Estratto della pagina:
━━━━━━━━━━━━━━━━━━━━━━━━━━━━━━
Nota su 19787/2015: CSM, magistrati e Giudice amministrativo: l’equilibrio dei poteri, dei diritti e delle giurisdizioni in uno storico arresto delle Sezioni unite della Cassazione

di Maria Casola

La recente sentenza delle Sezioni unite della Cassazione, n. 19787 del  5 ottobre 2015, merita una particolare attenzione non solo per lo specifico principio di diritto formulato,  ma soprattutto, e più in generale, per il raggiungimento di un nuovo, più maturo punto di equilibrio tra valori opposti: tradizione ed innovazione, diritto comune e diritto speciale, poteri pubblici e diritti privati, controllo ed autonomia.

La continua tensione dinamica tra questi poli opposti risente della necessaria storicizzazione delle categorie giuridiche di riferimento e le Sezioni unite della Cassazione si dimostrano interpreti avvedute e lungimiranti del sistema di check and balance, del quale esse stesse sono,  con piena consapevolezza, un perno essenziale.

Il caso concreto

Il contenzioso a base della sentenza riguarda il conferimento dell’ufficio direttivo di Procuratore Aggiunto presso la Cassazione.
━━━━━━━━━━━━━━━━━━━━━━━━━━━━━━
Righe di dati:
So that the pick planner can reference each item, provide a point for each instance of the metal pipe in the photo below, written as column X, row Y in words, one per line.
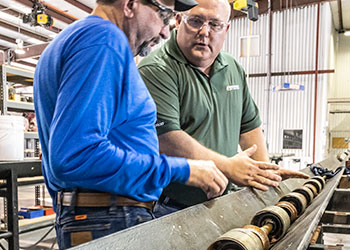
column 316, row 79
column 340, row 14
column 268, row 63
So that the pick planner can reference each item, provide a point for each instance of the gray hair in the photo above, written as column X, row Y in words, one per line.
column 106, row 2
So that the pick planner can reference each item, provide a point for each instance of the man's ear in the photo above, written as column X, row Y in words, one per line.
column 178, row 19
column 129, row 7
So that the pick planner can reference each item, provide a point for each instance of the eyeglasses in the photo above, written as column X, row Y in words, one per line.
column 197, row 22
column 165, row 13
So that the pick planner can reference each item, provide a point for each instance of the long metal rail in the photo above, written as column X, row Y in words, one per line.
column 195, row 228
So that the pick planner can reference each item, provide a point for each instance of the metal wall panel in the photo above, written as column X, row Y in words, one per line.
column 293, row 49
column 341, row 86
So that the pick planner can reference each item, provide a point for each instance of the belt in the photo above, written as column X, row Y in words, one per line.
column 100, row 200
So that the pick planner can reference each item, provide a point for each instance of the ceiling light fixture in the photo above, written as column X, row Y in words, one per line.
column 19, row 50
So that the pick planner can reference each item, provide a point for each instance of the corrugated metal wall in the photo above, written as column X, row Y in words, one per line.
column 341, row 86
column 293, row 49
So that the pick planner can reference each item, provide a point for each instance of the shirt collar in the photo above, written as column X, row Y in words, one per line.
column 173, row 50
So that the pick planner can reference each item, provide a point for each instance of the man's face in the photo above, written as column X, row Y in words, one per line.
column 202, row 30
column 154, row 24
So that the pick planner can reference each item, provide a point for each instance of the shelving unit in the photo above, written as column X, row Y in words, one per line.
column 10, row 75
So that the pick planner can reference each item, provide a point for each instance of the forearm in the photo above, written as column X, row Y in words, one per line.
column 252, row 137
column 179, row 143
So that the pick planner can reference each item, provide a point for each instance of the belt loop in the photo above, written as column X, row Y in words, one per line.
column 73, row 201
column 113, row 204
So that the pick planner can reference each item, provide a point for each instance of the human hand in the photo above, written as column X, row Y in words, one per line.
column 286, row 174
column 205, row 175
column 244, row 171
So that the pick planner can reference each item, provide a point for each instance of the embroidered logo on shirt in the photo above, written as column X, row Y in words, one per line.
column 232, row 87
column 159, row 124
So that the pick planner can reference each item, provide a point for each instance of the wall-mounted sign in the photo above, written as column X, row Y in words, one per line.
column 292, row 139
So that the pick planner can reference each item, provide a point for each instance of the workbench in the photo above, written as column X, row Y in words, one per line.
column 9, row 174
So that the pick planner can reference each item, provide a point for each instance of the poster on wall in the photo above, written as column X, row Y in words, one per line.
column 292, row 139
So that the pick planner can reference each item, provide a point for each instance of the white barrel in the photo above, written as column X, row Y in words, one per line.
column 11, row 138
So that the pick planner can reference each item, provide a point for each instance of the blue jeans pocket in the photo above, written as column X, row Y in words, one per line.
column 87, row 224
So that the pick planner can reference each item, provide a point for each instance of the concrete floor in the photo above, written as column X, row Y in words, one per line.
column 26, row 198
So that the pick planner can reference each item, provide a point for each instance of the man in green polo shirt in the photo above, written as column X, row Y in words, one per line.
━━━━━━━━━━━━━━━━━━━━━━━━━━━━━━
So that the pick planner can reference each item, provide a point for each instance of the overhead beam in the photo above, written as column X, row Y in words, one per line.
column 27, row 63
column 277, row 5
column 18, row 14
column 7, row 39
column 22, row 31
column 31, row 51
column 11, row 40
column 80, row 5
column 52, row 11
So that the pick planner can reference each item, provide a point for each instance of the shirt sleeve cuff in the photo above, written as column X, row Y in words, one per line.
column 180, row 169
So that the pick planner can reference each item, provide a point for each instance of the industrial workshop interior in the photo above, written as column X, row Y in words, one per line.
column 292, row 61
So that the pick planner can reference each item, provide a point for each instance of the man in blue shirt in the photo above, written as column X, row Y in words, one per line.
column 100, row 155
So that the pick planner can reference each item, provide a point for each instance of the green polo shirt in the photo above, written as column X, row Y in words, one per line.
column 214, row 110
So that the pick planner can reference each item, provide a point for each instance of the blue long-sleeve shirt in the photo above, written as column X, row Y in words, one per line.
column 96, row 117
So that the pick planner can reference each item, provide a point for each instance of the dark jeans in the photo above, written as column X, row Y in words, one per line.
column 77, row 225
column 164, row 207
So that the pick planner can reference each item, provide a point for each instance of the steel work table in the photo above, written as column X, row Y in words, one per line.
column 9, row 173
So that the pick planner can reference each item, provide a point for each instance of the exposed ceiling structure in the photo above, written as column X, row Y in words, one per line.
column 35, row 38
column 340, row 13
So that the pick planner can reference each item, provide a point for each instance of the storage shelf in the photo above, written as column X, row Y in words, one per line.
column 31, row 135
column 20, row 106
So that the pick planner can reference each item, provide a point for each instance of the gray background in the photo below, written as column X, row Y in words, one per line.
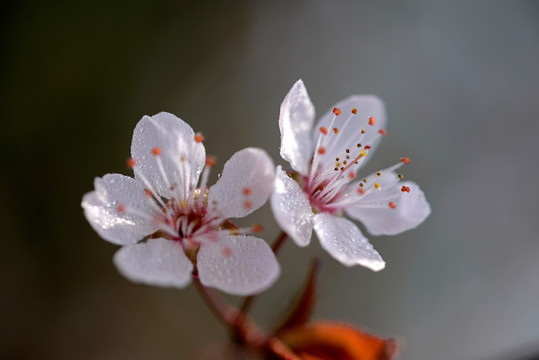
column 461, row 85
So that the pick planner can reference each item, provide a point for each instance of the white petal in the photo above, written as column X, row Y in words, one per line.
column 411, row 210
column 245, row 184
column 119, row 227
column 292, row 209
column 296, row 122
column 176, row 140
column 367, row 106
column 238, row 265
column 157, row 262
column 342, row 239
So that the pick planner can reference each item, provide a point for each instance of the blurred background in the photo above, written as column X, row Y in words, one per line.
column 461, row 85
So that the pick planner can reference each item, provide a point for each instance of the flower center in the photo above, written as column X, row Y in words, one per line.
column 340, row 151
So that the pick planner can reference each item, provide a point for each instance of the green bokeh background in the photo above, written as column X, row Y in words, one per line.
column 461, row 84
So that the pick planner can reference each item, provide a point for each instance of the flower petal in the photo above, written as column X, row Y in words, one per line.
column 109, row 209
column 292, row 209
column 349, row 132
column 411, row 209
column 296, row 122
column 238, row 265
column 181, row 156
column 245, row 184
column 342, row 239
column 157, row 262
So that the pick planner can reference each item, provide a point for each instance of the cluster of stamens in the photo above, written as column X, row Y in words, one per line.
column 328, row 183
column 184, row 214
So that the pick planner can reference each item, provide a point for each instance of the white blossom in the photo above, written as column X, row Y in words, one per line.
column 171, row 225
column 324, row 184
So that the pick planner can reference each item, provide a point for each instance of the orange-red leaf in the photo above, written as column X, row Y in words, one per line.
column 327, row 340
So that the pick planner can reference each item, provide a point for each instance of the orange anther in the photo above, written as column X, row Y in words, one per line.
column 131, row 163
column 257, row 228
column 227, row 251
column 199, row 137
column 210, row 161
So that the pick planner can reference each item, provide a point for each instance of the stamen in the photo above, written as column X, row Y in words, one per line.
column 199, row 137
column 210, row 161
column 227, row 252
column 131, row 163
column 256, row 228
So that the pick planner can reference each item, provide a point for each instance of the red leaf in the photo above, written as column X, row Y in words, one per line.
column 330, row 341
━━━━━━━━━━━━━━━━━━━━━━━━━━━━━━
Il tuo obiettivo: Dalla nota sulla sentenza delle Sezioni unite restituisci, parola per parola, tutto il tratto che va da "Nota su 19787/2015: CSM, magistrati" giù fino a "controllo ed autonomia.".

Risposta al compito:
Nota su 19787/2015: CSM, magistrati e Giudice amministrativo: l’equilibrio dei poteri, dei diritti e delle giurisdizioni in uno storico arresto delle Sezioni unite della Cassazione

di Maria Casola

La recente sentenza delle Sezioni unite della Cassazione, n. 19787 del  5 ottobre 2015, merita una particolare attenzione non solo per lo specifico principio di diritto formulato,  ma soprattutto, e più in generale, per il raggiungimento di un nuovo, più maturo punto di equilibrio tra valori opposti: tradizione ed innovazione, diritto comune e diritto speciale, poteri pubblici e diritti privati, controllo ed autonomia.